» **Exercise requirements**
Count the lines in the records that contain the word "blue" and give only that number.

» **Items**
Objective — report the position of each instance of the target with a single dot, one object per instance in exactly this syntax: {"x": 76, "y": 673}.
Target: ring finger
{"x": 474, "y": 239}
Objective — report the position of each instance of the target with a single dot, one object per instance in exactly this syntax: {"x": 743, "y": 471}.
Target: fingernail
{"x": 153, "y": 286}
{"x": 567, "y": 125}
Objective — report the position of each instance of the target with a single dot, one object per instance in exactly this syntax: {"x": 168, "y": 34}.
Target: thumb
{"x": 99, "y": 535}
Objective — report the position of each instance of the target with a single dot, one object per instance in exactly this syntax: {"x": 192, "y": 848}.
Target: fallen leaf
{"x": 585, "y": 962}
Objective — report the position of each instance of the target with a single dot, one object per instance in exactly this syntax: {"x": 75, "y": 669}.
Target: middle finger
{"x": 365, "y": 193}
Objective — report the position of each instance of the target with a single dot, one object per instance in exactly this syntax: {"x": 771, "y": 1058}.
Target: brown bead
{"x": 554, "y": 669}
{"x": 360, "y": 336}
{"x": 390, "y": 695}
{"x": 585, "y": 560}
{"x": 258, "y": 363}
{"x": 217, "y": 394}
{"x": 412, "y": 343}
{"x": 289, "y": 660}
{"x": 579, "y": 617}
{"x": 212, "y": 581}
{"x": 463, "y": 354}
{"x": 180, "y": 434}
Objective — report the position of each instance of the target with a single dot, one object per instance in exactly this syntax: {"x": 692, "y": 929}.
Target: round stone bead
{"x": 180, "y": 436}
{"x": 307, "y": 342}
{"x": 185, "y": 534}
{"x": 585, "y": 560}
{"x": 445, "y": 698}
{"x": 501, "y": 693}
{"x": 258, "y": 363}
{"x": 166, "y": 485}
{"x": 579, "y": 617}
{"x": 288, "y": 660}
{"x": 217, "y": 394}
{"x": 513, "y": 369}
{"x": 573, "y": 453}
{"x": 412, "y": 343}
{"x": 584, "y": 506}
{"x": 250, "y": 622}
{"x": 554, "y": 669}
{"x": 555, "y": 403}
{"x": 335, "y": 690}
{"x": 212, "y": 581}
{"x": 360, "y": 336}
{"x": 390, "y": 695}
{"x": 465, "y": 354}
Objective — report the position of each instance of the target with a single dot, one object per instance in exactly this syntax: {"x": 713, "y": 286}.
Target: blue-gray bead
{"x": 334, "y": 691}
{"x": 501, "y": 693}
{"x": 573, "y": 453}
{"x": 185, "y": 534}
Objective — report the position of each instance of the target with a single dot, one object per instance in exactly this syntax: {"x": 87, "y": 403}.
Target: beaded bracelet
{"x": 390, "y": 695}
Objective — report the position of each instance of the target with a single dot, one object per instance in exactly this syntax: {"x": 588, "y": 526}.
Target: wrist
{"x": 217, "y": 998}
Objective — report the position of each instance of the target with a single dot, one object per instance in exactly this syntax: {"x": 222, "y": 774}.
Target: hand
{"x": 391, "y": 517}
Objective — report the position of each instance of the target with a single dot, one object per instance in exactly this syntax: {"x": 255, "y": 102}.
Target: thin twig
==
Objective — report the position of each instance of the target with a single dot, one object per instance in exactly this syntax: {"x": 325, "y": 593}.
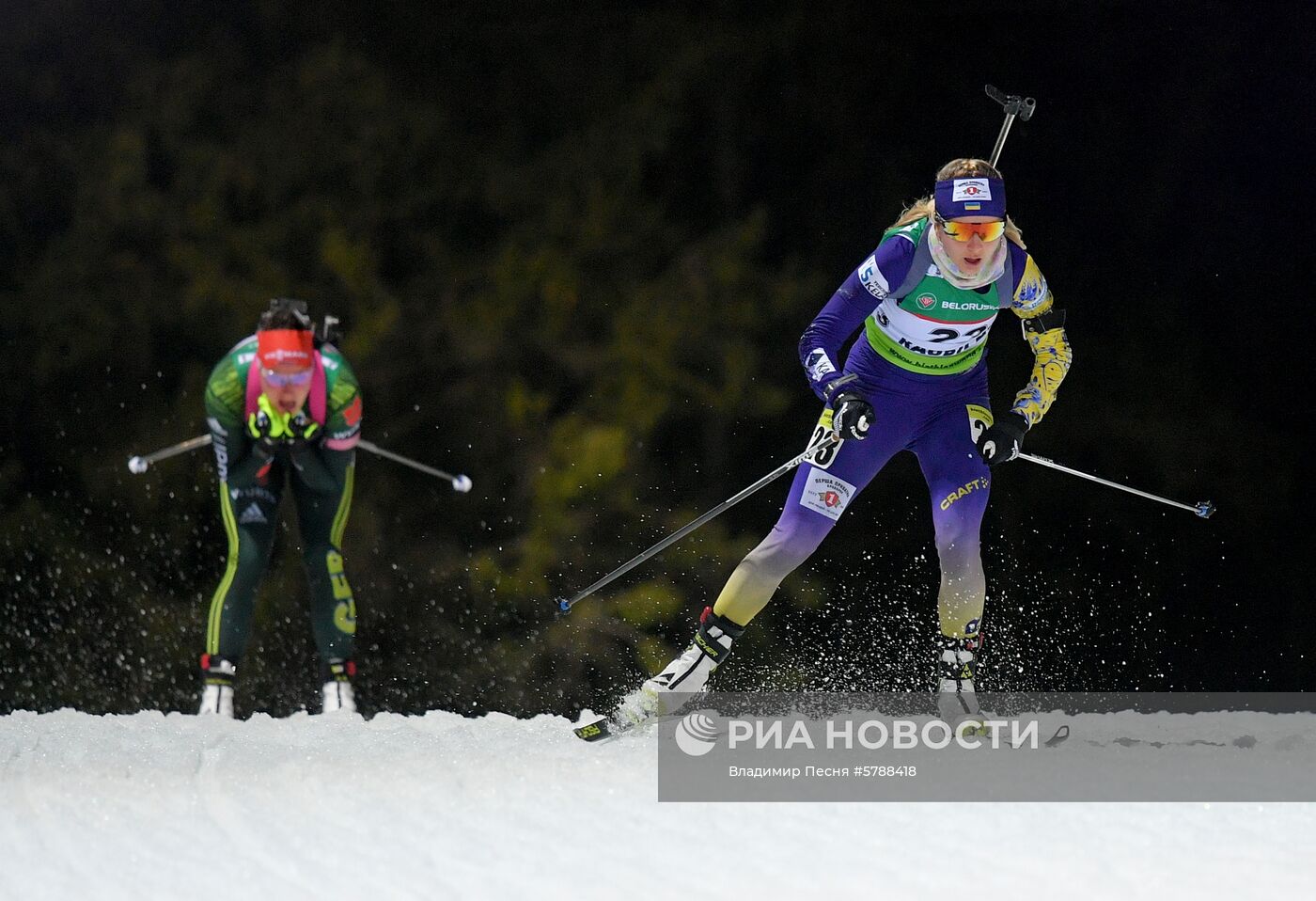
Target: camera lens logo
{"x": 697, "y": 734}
--
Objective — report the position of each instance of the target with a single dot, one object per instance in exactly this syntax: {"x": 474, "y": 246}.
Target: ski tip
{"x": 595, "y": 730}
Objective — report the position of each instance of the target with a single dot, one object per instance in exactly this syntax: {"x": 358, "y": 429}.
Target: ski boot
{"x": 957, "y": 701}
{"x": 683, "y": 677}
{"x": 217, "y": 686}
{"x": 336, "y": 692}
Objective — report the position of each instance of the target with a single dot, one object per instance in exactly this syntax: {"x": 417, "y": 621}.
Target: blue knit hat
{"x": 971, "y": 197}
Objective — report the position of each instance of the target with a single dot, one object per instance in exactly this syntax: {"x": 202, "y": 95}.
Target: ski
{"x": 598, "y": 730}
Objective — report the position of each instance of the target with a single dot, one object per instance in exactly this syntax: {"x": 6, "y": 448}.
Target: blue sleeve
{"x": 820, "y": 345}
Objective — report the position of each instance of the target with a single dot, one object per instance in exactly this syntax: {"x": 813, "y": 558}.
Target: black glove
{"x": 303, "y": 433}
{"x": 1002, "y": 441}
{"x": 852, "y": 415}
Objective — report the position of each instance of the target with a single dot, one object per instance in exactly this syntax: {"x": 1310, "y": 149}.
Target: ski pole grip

» **Result of the task**
3